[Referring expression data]

_ _ _ _ _ _ _

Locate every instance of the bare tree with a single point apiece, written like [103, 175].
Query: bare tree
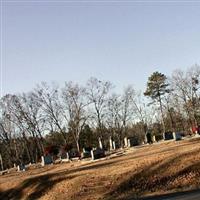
[75, 102]
[98, 92]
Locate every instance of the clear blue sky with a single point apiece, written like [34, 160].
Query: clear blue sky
[120, 42]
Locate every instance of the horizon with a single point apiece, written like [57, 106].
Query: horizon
[122, 42]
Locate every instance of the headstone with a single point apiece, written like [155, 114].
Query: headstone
[169, 136]
[114, 145]
[98, 153]
[86, 152]
[111, 144]
[46, 160]
[125, 142]
[149, 138]
[21, 167]
[100, 144]
[154, 138]
[73, 153]
[145, 139]
[177, 136]
[129, 143]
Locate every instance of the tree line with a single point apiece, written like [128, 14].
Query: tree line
[77, 116]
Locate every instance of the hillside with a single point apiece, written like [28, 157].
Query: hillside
[136, 172]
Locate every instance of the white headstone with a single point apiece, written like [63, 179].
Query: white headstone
[92, 154]
[114, 146]
[154, 138]
[100, 144]
[42, 163]
[174, 135]
[125, 142]
[111, 144]
[129, 143]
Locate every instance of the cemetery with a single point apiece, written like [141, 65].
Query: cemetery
[100, 170]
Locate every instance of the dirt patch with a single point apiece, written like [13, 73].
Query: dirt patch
[151, 169]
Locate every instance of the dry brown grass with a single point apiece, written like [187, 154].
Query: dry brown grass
[151, 169]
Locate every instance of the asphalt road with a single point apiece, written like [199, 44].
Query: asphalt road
[189, 195]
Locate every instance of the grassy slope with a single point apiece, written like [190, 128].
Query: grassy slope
[152, 169]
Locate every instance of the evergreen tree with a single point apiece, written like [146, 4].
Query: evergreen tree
[157, 87]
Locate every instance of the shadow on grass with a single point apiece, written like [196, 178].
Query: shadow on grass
[40, 184]
[192, 194]
[151, 179]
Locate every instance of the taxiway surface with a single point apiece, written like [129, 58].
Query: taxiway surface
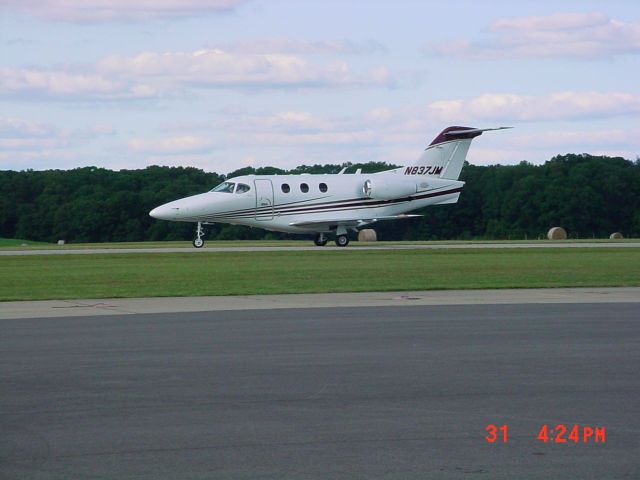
[377, 392]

_ _ _ _ _ _ _

TASK INSTRUCTIONS: Would you transcribe exactly, and only, the lines from the one containing "Query: shadow on grass" through the last line of the records above, both included, leaving out the pictures?

EXPECTED OUTPUT:
Query: shadow on grass
[40, 184]
[192, 194]
[151, 179]
Locate every instance of the taxiway surface with a single point apiece, written like [129, 58].
Query: taxiway surface
[377, 392]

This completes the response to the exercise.